Ariflerin işaret ettiği gibi; (dünyanın akıbeti) “sonun sonundayız” bu kesin! Baş aşağı çevrilmiş, kapağı açık şişenin suyu, son sürat boşalıyor!
Elbette bu “kaçınılmaz sonun” evreleri; bizi, çevremizi, sosyal hayatımızı etkiliyor. Kendinden başka canlının yaşamasını önemsemeyen kötü insanlar/ toplumlar, ahlaksızlıklar, namussuzluklar… Bir de, Allah’ın dünyaya lütfu iyi insanlar…
Sosyal yaşantımızın objelerinden biri de, Ankaragücü!
6 aya yakın görev yapan 2. Kurucu Yönetim Kurulunun aldığı karar neticesi, kongre için değerli dostlarım (Üsküdarlı) Ümit Albayrak ve İbrahim Kurdal ile Perşembe sabahı, İstanbul’dan yola çıktık. (paragrafın girişinde neden kurucu yönetim dedim, ilerleyen kısımlarda izah edeceğim)
Keyifli bir yolculuktan sonra, Kongre Salonuna vardık ve delege kartlarımızı alarak salona girdik.
İçeri girmeden, gerek kapı önünde gördüğüm izdiham! Gerekse salondaki kalabalık beni şaşırtmadı desem yalan olur!
Siz bu yoğun ilgiye, ister yeni delegelerin ilk oy kullanma heyecanı deyin! İster Kulübün zor durumuna verin ama bu yoğunluk benim için harika bir sürprizdi.
Bizi kapıda karşılayan güleç yüzlü görevliler dâhil, boynunda delege kartları olan kişilerin tavır ve aralarındaki konuşmalara baktığımda, sosyolog değilim ama camia profilinde, yukarı doğru bir hareketlenme olduğunu söyleyebilirim! Buna da, bilinçli bir camianın oluşmaya başladığının ayak sesleri diyebilirim!
Başkan adayları ile tanıştık. Muhammed Başkan ve Serkan Başkan bizimle ayakta muhabbet ettiler. Her ikisi de cana yakın ve muhabbet ehli insanlar oldukları çok belli.
Kongre gereği yapılan konuşmalardan sonra, Gazi Ercüment Başkan, etkili bir konuşma yaptı. Salondakiler, bu etkili konuşmaya coşku ile karşılık verdiler.

**Çıkarılan öğeler**
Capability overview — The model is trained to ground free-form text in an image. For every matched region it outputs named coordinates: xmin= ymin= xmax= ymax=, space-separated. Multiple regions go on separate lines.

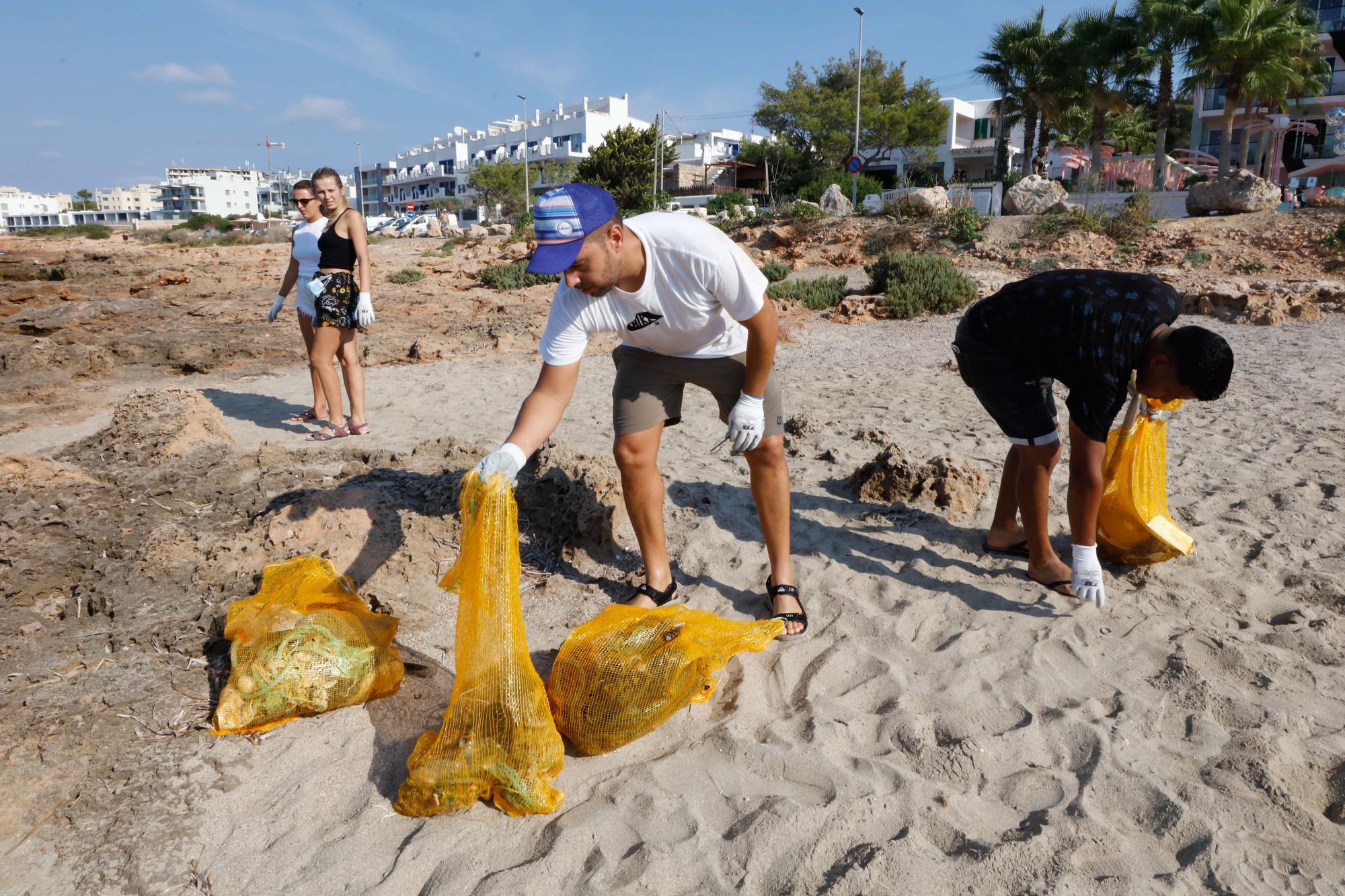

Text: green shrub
xmin=795 ymin=169 xmax=882 ymax=202
xmin=1014 ymin=255 xmax=1060 ymax=277
xmin=387 ymin=268 xmax=425 ymax=284
xmin=765 ymin=274 xmax=846 ymax=311
xmin=705 ymin=192 xmax=752 ymax=215
xmin=940 ymin=206 xmax=986 ymax=243
xmin=477 ymin=261 xmax=561 ymax=289
xmin=866 ymin=251 xmax=976 ymax=320
xmin=13 ymin=223 xmax=112 ymax=239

**Talimatlar ve koşullar**
Ankaragücü kongresini anlatan yazıyı, son cümlesinden sonrasını yazarak sürdürün.

**Görev çıktısı**
Gazi Ercüment Başkan, çok önemli şeyler söyledi ama beni en çok etkileyen ve bu yazımızın temelini de oluşturan o cümle çok önemliydi; “Biz hedeflediğimiz bazı şeyleri gerçekleştiremedik, zaten kongre kararı alma nedenimizde buydu! Ama biz sağlam bir temel attık, üstüne güzel bir bina yapmak da, yeni yönetimin görevi…”
Uzun zamandır belki de, müstafi bir Başkan ve Yönetim kurulu alkış ve tezahüratlarla uğurlandı! Allah hepsinden razı olsun.
Tekrar tekrar yazmama gerek yok! Merak edenler “Özeleştiriye Düşmandan Başlanmaz” ve “Ankaragücü sadece Ankara’nın değildir” yazımı okuyabilirler! Camiamızın genel durumunu açık açık yazdım. Dileyenler “önceki yazılar” kısmından okuyabilirler.
Özetle söylemem gerekirse, “bu camianın bu duruma düşmesinin en önemli faktörü ne Yönetimler, ne futbolculardır! Bu durumun baş mimarı tribünlerdir.” Şayet gereği gibi ıslah edilmezse; içinde şerefli kahramanlık hikâyeleri barındıran, bu koskoca İmalat-ı Harbiye Kulübünün yok olması kaçınılmazdır.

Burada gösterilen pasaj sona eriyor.